Exercise requirements>
An exact transcript is needed of the material below, beginning at the line that contains "Target: woman's hair bun" and continuing through its last line; nothing else should appear.

Material shown>
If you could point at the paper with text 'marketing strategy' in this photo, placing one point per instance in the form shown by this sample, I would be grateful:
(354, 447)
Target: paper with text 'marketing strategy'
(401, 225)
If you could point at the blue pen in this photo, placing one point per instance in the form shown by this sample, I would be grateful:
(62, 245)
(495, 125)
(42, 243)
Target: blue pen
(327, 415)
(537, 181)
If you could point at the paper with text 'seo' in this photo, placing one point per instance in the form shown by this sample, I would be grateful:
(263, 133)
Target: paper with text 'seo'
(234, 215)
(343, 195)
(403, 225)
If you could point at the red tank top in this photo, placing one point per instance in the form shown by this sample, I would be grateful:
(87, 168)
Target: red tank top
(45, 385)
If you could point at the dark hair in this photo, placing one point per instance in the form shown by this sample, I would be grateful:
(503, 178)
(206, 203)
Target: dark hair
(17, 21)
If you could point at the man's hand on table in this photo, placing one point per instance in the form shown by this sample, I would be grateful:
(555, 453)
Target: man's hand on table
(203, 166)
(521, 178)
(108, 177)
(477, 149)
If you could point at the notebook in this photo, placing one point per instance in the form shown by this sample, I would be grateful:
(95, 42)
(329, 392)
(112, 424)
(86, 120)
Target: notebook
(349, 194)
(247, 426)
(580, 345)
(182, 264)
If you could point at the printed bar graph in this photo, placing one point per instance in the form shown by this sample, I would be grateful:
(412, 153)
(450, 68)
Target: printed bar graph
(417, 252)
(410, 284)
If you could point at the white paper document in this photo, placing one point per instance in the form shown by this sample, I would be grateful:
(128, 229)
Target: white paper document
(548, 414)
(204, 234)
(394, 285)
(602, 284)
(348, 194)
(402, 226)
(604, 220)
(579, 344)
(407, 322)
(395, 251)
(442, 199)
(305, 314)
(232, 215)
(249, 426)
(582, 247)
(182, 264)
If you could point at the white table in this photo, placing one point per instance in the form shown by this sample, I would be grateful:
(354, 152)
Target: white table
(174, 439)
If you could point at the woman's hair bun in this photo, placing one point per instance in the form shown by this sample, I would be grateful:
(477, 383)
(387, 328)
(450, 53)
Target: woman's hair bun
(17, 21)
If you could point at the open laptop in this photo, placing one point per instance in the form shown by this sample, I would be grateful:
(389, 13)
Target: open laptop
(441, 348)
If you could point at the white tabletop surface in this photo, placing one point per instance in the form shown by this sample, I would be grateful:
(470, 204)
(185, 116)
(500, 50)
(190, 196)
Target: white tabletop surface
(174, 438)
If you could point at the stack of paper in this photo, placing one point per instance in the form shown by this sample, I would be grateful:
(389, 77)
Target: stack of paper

Answer section>
Target: woman's hair bun
(17, 21)
If you could point at the open laptop in this photo, placing one point per instance in the form shown by this sample, I would be grateful:
(389, 13)
Target: open laptop
(441, 348)
If you could point at the white tabletop surface in this photo, placing one point per instance in the form shown by this sample, I would be grateful:
(470, 204)
(185, 116)
(500, 50)
(190, 196)
Target: white tabletop surface
(174, 438)
If you could point at the stack of paper in this photo, placing one point per instance in the form shown by this sample, I would be grateful:
(389, 77)
Target: stack of paper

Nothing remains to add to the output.